→ **Set task**
Which lines below contain the word "black"? Copy each one in full.

= = = = =

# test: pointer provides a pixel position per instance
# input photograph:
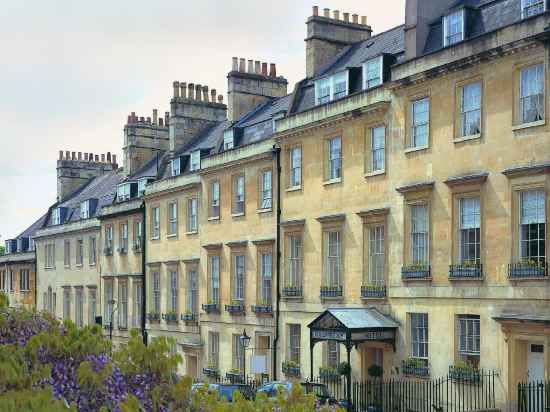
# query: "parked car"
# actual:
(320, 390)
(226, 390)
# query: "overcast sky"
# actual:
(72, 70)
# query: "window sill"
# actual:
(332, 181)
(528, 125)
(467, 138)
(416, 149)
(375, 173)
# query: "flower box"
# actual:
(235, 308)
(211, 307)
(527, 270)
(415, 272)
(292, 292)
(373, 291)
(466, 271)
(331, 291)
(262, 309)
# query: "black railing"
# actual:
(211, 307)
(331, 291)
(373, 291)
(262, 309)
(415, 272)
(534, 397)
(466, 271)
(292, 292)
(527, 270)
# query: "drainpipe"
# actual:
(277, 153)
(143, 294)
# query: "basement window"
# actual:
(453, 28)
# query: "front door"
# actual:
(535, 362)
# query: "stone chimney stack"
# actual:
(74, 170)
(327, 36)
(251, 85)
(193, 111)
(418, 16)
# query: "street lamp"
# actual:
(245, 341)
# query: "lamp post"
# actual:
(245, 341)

= = = = =

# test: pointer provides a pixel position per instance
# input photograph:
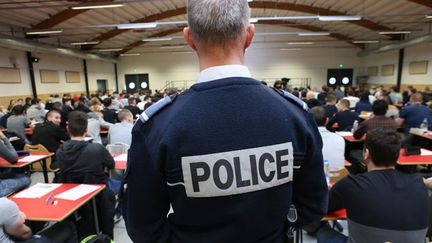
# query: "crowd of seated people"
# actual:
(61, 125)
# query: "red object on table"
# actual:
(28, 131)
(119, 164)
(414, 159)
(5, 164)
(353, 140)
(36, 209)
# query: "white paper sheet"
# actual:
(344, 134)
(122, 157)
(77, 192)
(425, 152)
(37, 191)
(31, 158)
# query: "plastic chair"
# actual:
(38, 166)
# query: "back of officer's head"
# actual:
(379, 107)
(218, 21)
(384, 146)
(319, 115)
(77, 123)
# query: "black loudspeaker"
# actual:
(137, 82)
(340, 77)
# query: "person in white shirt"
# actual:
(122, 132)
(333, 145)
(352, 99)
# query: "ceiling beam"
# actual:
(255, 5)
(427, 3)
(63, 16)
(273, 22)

= = = = =

→ **Solution to this problem**
# query: "black railing"
# query: "black loudspeaker"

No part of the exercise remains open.